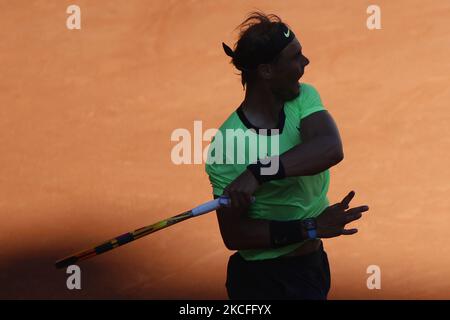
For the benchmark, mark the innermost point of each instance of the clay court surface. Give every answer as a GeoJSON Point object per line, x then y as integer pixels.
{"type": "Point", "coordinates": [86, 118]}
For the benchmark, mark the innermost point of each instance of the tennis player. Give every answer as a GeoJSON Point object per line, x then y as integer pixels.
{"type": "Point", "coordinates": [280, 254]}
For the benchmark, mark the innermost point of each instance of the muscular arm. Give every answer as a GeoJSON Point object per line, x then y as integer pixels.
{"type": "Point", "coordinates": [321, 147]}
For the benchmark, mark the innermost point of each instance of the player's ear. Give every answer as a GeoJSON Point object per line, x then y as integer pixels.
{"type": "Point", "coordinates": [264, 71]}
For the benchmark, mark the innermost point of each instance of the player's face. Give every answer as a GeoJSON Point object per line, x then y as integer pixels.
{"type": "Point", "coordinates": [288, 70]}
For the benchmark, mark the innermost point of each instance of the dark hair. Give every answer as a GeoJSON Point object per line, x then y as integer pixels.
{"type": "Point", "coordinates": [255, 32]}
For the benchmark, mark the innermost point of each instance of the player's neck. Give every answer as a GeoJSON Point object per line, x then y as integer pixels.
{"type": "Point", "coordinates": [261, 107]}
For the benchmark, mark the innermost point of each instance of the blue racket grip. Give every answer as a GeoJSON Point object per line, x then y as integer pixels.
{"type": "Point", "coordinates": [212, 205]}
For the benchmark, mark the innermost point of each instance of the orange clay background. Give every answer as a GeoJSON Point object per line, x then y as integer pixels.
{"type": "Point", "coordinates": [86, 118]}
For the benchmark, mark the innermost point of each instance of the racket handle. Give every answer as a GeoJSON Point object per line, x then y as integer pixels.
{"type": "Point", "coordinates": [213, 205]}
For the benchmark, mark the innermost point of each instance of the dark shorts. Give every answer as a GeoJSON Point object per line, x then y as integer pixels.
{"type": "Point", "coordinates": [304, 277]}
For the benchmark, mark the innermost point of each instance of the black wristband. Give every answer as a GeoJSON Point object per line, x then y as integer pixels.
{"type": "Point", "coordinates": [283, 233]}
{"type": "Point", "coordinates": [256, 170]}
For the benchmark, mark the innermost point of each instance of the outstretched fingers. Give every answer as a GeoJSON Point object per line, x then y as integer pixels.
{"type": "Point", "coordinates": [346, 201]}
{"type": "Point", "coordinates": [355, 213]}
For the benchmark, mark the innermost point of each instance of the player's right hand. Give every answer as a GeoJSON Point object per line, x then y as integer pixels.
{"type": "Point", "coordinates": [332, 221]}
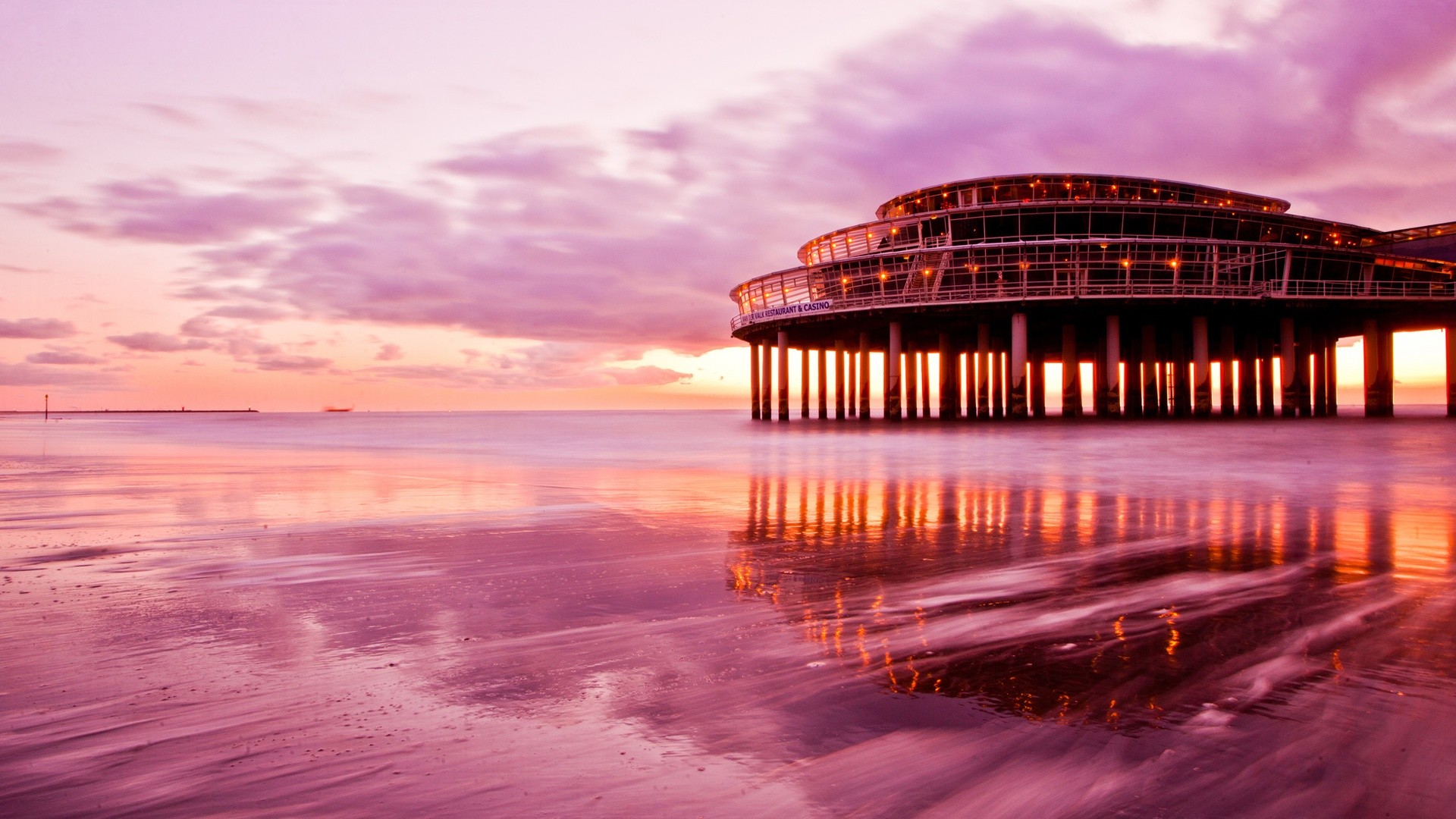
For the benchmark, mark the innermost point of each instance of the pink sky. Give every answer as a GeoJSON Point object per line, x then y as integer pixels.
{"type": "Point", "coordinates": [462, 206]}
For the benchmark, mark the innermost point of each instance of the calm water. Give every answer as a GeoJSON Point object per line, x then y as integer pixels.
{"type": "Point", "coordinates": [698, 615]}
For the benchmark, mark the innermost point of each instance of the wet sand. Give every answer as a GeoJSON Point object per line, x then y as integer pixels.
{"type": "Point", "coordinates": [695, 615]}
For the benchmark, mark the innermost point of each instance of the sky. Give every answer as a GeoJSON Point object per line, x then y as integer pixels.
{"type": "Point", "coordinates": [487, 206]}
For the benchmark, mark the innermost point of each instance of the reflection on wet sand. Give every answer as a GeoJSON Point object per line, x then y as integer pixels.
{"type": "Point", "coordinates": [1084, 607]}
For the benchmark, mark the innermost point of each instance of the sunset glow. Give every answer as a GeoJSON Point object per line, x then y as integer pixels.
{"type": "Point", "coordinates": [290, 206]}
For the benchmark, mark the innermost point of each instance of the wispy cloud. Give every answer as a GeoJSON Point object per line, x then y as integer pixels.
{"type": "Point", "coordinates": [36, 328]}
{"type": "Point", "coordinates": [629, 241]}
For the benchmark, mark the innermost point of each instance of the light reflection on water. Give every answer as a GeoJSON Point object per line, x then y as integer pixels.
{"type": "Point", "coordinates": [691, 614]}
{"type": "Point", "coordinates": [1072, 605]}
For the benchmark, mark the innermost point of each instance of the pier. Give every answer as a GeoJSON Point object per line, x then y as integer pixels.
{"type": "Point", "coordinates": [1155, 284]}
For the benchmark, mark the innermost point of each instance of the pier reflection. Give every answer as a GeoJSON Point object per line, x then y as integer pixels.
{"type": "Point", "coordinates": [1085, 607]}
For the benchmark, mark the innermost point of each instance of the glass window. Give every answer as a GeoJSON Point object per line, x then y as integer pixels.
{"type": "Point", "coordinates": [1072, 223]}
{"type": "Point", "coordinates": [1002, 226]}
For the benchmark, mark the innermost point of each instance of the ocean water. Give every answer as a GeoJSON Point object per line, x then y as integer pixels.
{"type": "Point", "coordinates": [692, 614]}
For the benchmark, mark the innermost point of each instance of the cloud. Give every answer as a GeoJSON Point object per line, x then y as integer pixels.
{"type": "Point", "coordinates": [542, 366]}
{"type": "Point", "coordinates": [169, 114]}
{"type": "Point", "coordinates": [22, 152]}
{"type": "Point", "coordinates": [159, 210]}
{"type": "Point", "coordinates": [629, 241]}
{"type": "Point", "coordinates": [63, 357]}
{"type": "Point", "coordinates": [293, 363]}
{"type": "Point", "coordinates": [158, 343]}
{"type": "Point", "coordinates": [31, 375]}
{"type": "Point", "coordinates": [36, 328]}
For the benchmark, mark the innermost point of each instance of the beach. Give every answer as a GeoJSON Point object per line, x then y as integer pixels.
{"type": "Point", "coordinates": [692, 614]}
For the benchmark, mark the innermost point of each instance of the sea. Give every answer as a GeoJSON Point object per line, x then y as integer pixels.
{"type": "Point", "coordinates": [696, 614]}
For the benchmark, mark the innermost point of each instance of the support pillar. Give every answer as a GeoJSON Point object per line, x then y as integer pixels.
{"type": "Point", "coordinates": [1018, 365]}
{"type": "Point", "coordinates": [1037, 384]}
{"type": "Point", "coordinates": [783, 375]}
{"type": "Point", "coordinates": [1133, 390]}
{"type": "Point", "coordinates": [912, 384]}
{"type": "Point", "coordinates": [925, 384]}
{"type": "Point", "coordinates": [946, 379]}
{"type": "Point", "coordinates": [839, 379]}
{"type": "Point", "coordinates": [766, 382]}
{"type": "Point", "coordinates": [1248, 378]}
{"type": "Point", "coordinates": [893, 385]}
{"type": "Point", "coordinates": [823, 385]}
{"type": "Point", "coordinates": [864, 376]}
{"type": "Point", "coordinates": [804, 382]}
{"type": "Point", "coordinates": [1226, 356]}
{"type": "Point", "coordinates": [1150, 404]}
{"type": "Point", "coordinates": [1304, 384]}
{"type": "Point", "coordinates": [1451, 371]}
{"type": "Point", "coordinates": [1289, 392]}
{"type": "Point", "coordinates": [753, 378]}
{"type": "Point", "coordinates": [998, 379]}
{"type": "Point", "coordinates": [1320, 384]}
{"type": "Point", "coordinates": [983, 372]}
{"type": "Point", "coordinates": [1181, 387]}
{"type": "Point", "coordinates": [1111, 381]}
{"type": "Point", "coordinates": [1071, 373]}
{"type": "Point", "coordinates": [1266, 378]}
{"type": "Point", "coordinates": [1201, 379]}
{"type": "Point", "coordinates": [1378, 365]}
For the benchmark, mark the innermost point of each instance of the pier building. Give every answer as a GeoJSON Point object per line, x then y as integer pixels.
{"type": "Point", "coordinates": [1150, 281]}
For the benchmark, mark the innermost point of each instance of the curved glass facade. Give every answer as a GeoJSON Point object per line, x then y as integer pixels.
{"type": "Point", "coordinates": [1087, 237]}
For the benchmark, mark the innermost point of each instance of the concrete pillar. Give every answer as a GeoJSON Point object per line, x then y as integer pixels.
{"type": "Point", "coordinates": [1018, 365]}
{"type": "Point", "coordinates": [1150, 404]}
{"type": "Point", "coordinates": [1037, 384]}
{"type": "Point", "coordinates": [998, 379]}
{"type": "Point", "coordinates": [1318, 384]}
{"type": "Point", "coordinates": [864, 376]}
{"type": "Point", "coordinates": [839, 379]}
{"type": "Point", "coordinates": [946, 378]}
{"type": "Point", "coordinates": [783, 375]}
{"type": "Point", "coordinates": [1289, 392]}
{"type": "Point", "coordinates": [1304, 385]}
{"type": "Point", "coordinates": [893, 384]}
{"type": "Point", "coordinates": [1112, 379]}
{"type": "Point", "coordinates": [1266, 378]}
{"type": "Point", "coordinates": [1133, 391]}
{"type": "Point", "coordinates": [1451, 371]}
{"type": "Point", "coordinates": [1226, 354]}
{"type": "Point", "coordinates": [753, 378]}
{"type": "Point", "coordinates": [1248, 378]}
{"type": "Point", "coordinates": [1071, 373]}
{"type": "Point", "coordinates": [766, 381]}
_ _ _ _
* **AIM OF THE EXERCISE**
List every line of the material above that contains the word "racket", copying each line in full.

* **FULL OUTPUT**
For the benchmark, mark the innermost point of each instance of the blue racket grip. Give every answer as a GeoJSON Point object per line, x then y as integer pixels.
For the benchmark, mark the innermost point of each instance of the racket handle. Give every answer as a GeoJSON Point object per line, x then y as integer pixels.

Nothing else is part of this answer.